→ Exercise task
Copy out all the entries below, requests included, and shift every coordinate number in the answers up by 125.
[begin Entries shown]
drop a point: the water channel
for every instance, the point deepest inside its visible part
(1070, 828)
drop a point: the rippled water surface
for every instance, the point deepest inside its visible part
[end Entries shown]
→ Result of the exercise
drop a point: the water channel
for every instance, the point deepest inside its visible part
(1195, 953)
drop a point: the rippled water surface
for every instance, the point deepest inside its visible part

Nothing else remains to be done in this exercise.